[Pointing entries for labeled objects]
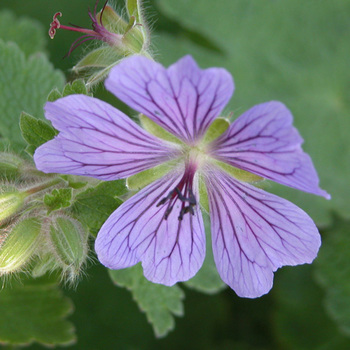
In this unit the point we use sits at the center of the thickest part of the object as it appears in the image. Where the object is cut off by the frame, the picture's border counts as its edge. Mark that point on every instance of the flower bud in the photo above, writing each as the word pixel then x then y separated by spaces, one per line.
pixel 43 265
pixel 118 38
pixel 10 203
pixel 18 245
pixel 10 165
pixel 69 241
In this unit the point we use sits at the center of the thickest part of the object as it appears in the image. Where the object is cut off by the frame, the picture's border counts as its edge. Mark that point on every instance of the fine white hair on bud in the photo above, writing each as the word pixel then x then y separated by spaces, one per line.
pixel 68 241
pixel 18 244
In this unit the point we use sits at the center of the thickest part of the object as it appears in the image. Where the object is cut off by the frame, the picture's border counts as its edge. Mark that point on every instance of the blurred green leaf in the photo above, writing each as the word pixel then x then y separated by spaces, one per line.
pixel 35 311
pixel 159 302
pixel 93 206
pixel 333 272
pixel 300 320
pixel 35 131
pixel 76 87
pixel 24 85
pixel 207 279
pixel 28 34
pixel 58 199
pixel 288 51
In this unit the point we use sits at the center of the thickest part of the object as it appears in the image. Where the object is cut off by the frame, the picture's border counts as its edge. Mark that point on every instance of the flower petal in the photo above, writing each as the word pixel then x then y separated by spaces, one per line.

What you need to do » Please copy every line of the material above without changing anything, and leave the pictures out.

Reply to the task »
In this unit the point we use sits at the center of the thickest part of the object as it appears in the image. Where the object is cut off by the frame, the picture's border counts as its edge. Mark that point on every instance of the flower bud in the photo above, writing each as the word pixel then x then y separated by spaces, one per line.
pixel 43 265
pixel 118 38
pixel 10 203
pixel 18 245
pixel 10 165
pixel 69 241
In this unit the point we use sits at the center of the thickest part of the object as it appears in the image. Where the object is cut off by the frame, the picture's border counts as its edge. Mark that point on every instance of the fine white hair on bud in the photo above, writing each as the word pixel then x then y separated by spaces, one per line.
pixel 68 241
pixel 18 244
In this unit the point we use sits at the center of the thickest part of the object as it appears in the image. Where the object is cut off by the frame, the picture's border counts as its edge. Mark that point on every instance of the blurred green leaf in the photo above, writing each as the word pixel then x then y separated by spaces, one per line.
pixel 35 311
pixel 159 302
pixel 93 206
pixel 333 272
pixel 300 320
pixel 35 131
pixel 76 87
pixel 24 85
pixel 207 279
pixel 28 34
pixel 58 199
pixel 288 51
In this unit the point we use sits at the center of the thickest part of the object as it appears in the image. Where the object is cut off by the frame, the picture's border counts as its edge. Mark that point on every instance of the flower petal in the photo above, writing each as the word pixel then x then y separated by spaces, one per line.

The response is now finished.